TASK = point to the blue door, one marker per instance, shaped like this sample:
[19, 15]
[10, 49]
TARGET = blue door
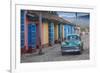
[22, 28]
[65, 30]
[32, 35]
[51, 33]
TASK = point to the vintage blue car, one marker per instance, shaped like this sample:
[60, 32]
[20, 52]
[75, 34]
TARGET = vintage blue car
[72, 44]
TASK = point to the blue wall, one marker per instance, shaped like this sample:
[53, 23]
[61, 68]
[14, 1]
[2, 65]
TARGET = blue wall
[22, 28]
[32, 35]
[51, 33]
[68, 29]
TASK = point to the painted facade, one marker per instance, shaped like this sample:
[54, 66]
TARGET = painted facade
[35, 32]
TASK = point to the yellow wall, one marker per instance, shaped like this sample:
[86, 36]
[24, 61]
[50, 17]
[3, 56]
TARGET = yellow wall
[45, 33]
[56, 31]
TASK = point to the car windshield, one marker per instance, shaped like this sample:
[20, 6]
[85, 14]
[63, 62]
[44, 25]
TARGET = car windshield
[73, 37]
......
**REQUEST:**
Reproduce all of the records above, replacing "one marker per instance" with "one point per instance" and leaving everything else unchanged. Omit the pictures from your answer.

**OUTPUT OF THE EXERCISE:**
TASK = point to the blue door, one point per instance, shaped like this sample:
[19, 15]
[10, 49]
TARGET = blue door
[22, 28]
[65, 30]
[32, 35]
[51, 33]
TASK = point to the vintage blue car, one point per instance, shaped like this sample:
[60, 32]
[20, 52]
[75, 34]
TARGET = vintage blue car
[72, 44]
TASK = point to the blue wall, one point per instance, shaped like this sample:
[53, 23]
[61, 68]
[14, 1]
[2, 65]
TARGET = blue wall
[22, 28]
[32, 35]
[51, 33]
[68, 29]
TASK = point to the painted facade, one point per instance, shaped like this sample:
[54, 66]
TARGET = painted facade
[35, 32]
TASK = point to the yellow wall, one point per instance, shaped like this sample:
[86, 36]
[24, 61]
[50, 17]
[3, 56]
TARGET = yellow wall
[45, 33]
[56, 31]
TASK = point to the car windshield, one point per instance, shaped like this sample:
[20, 6]
[85, 14]
[63, 62]
[44, 25]
TARGET = car windshield
[73, 37]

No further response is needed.